- Opening Delimiter -

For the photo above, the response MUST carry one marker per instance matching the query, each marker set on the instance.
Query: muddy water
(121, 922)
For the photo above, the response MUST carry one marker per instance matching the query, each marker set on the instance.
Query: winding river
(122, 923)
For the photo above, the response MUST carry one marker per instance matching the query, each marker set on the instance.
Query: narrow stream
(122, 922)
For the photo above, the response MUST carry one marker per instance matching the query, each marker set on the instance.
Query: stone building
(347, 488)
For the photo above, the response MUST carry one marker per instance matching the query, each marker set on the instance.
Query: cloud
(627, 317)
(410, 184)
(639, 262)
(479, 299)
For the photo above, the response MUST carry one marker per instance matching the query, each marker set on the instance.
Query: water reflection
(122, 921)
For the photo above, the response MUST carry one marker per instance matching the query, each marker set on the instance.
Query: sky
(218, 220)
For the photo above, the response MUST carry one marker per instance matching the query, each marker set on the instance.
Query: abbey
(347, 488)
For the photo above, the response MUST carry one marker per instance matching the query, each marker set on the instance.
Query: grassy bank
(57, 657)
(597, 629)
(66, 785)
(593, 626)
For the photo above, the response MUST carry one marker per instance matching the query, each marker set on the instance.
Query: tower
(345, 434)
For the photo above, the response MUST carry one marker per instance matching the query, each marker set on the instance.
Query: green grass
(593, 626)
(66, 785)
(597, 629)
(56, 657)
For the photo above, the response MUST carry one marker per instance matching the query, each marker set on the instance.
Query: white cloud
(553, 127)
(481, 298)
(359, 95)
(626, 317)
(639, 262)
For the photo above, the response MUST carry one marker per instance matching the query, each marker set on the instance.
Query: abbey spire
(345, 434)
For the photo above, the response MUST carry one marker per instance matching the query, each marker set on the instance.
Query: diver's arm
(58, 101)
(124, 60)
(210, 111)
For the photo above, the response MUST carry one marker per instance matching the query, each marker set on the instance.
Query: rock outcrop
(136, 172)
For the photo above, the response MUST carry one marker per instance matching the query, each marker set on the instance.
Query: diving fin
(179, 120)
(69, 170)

- Closing Delimiter -

Task: All the data above should be restated in full, exactly.

Response to the exercise:
For the photo above, the response MUST carry one marker per instance matching the query, each marker set on the instance.
Query: muddy water
(121, 922)
For the photo above, the response MUST carry one marker per instance matching the query, each marker set on the instance.
Query: winding river
(122, 923)
For the photo above, the response MUST carry one marker per instance matching the query, each marker set on the instance.
Query: narrow stream
(122, 922)
For the photo above, the response MUST carry one marker per instance matching the query, each marker set on the instance.
Query: stone building
(347, 488)
For the photo above, the response MUST carry one marker per instance matching the query, each marker set on the instance.
Query: cloud
(627, 317)
(410, 184)
(639, 262)
(479, 299)
For the photo above, the response MUST carry one marker per instance matching the query, each marker set on the instance.
Query: water reflection
(122, 921)
For the photo above, the response MUST carry one marker per instance matching the query, each marker set on the instance.
Query: sky
(218, 220)
For the photo above, the response MUST carry one marker per instance matching the query, each marker set on the instance.
Query: abbey
(347, 488)
For the photo above, the response MUST carry one marker per instance matching the query, each marker set on the instance.
Query: grassy bank
(57, 657)
(597, 629)
(66, 785)
(593, 626)
For the photo above, the response MUST carry one marker per instance matching the query, each marker set on the instance.
Query: tower
(345, 434)
For the photo above, the response MUST carry one marker per instance matching the query, each marker set on the instance.
Query: green grass
(593, 626)
(66, 785)
(597, 629)
(56, 657)
For the photo above, the response MUST carry one marker per instance matching the query, each marker set on the instance.
Query: white cloud
(553, 127)
(481, 298)
(359, 95)
(626, 317)
(639, 262)
For the photo above, the response MUST carry one marker per instance matching the query, each marker set on the instance.
Query: abbey spire
(345, 434)
For the photo above, the response MUST carry one marker per instance matching the query, each marker set on the instance.
Query: diver's arm
(58, 101)
(124, 60)
(210, 111)
For the photo above, the response MUST carry one marker per instance matching the query, each marker set on the instance.
Query: rock outcrop
(136, 172)
For the photo above, the response MUST carry one marker per instance matching the query, each marker set on the instance.
Query: diving fin
(179, 120)
(69, 170)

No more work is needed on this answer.